Source data:
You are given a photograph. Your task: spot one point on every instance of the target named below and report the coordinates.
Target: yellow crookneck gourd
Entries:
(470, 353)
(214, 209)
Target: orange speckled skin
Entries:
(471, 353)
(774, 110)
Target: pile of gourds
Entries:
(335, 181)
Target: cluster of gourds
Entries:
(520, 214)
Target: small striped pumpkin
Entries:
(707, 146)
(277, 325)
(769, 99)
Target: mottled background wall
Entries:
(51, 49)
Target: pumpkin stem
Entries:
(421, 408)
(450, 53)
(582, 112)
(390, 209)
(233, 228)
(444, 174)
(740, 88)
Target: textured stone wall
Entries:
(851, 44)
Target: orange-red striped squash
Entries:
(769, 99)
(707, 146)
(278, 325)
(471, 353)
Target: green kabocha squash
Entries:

Your instructions:
In the records above, how many lines contain the string "orange"? State that number only.

Result:
2